But I think there is another coincidence involving mass which isn't explained by this:

The motion of a particle in curved spacetime and subject to a force field (e.g. a charge in EM) is given by:

$$ m_{I} \frac{Du_μ}{d\tau}​=qF_{μν}​u^ν .$$

We see a mass term appear as a "resistance to being deflected off a geodesic trajectory".

While in the Einstein field equations, the stress energy tensor couples to the 4-momentum of the particles:

$$G_{\mu\nu} = kT_{\mu\nu} $$

Where: $$T_{\mu\nu} = T^{EM Field}_{\mu\nu} + m_{A} u_\mu u_\nu.$$

So we see a mass term as causing curvature of spacetime.

The equivalence principle explains why inertial and passive gravitational mass, but I see no reason why we would expect ${m_I = m_A}$.

Why is this the case? What happens in a metric theory of gravity in which these two do not coincide?

_WHAT TO PRODUCE_
Decide whether each statement below agrees with the post on mass in curved spacetime, and back each yes or no with the deciding words from the post, quoted exactly.
1. In the equation of motion, mass shows up as a resistance to being pushed off a geodesic path.
2. In the Einstein field equations, the stress energy tensor couples to the electric charge of the particles.
3. The post describes a mass term as causing curvature of spacetime.
You won't need the rows to do this.

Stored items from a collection
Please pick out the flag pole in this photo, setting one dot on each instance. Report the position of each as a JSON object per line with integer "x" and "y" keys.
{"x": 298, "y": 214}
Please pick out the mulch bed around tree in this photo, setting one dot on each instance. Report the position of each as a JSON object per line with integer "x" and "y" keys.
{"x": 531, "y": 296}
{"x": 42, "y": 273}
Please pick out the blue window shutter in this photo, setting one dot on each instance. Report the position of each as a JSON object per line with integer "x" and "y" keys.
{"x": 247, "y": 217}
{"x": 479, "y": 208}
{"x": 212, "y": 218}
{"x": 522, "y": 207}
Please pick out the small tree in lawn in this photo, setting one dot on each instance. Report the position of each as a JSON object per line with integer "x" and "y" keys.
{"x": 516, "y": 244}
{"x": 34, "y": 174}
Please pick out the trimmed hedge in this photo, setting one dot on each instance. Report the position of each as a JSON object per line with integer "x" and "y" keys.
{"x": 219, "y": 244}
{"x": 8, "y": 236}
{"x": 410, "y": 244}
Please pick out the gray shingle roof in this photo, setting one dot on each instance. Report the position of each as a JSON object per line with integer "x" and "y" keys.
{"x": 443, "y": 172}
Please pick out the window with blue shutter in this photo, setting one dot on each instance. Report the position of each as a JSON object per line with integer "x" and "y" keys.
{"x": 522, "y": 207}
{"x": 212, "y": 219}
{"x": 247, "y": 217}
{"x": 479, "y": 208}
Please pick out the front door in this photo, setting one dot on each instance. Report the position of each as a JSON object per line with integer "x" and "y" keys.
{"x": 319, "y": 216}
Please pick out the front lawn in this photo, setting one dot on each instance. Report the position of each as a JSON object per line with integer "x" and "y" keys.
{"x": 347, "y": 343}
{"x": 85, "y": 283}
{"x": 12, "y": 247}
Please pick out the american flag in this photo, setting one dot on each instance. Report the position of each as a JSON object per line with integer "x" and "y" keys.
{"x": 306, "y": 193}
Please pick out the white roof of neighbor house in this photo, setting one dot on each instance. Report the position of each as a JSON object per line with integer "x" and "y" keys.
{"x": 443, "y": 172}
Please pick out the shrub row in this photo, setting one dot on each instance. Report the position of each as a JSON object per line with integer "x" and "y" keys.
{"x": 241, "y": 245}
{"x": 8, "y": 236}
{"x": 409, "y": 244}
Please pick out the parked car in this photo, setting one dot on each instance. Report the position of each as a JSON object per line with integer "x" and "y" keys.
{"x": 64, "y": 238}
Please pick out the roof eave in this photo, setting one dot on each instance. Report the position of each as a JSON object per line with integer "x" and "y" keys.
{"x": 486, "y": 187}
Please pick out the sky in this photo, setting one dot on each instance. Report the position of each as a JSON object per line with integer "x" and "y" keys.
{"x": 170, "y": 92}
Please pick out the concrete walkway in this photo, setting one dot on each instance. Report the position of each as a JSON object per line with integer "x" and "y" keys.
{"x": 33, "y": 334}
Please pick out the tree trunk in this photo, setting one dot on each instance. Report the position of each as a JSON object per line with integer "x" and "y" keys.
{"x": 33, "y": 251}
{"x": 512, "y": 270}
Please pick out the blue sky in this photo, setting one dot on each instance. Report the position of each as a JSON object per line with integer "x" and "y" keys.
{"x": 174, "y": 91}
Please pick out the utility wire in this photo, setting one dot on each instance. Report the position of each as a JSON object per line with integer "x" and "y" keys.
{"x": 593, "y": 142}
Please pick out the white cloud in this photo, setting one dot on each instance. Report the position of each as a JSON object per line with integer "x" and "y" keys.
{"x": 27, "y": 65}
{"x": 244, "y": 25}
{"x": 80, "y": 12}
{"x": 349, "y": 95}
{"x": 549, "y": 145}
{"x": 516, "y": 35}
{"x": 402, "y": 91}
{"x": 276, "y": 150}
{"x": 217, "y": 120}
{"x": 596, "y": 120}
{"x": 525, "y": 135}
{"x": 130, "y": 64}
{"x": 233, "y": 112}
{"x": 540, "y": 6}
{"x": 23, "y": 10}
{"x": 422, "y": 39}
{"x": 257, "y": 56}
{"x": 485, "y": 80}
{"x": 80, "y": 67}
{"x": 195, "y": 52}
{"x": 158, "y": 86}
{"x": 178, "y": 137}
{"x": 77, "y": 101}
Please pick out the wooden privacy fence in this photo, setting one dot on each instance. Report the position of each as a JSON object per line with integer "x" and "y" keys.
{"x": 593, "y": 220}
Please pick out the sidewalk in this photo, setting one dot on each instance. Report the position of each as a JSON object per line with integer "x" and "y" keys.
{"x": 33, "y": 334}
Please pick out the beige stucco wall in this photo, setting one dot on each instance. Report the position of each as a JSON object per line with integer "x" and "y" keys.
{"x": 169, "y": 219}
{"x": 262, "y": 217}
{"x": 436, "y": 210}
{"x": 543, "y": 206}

_WRITTEN RESPONSE_
1. Yes: "We see a mass term appear as a "resistance to being deflected off a geodesic trajectory"."
2. No: "the stress energy tensor couples to the 4-momentum of the particles"
3. Yes: "So we see a mass term as causing curvature of spacetime."